━━━ Data rows ━━━

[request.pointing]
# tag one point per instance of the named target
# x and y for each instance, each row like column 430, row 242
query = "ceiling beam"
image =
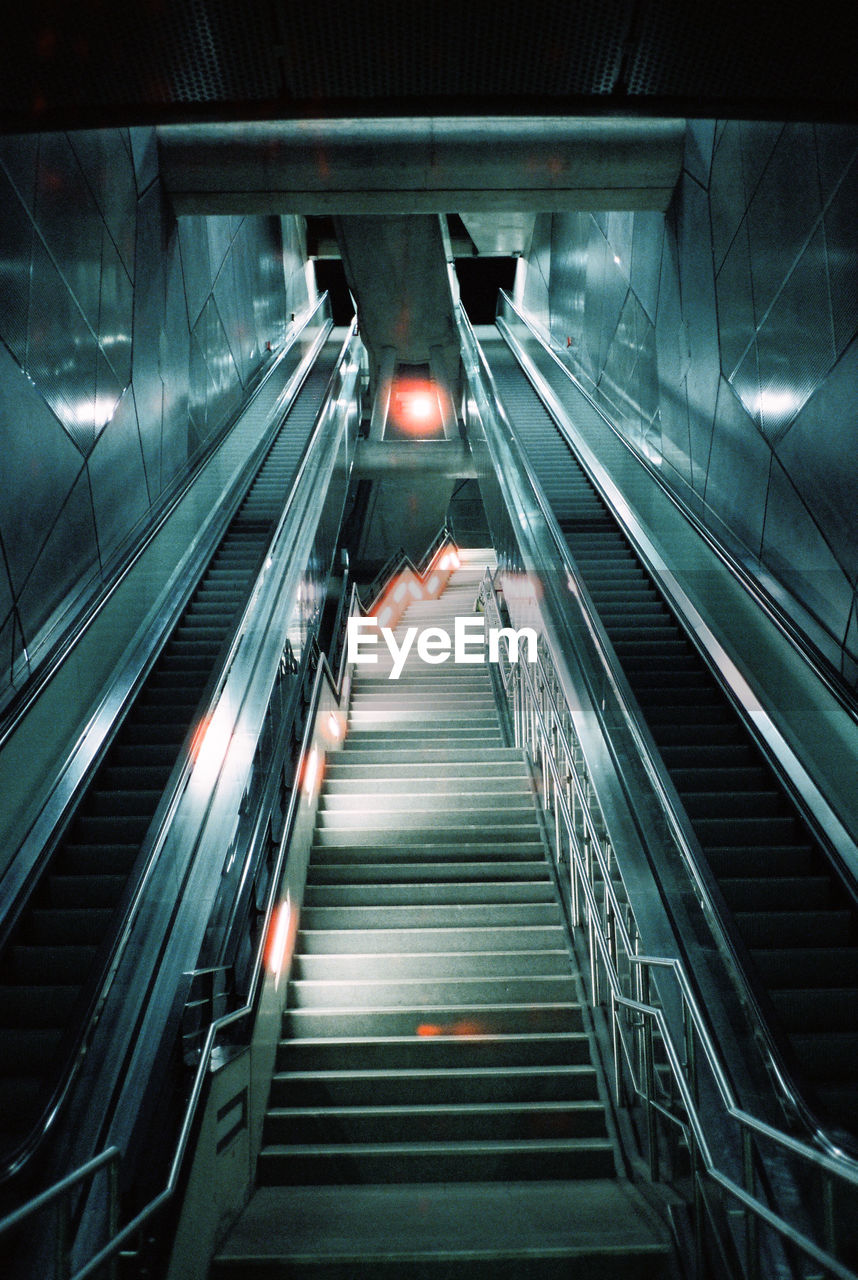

━━━

> _What is being asked_:
Output the lines of the entries above as a numbered list, skipping blank lines and leaving out the pictures.

> _Exercise answer_:
1. [request.pointing]
2. # tag one point per instance of the named target
3. # x and y for each instance, each row like column 430, row 242
4. query = "ceiling beam"
5. image =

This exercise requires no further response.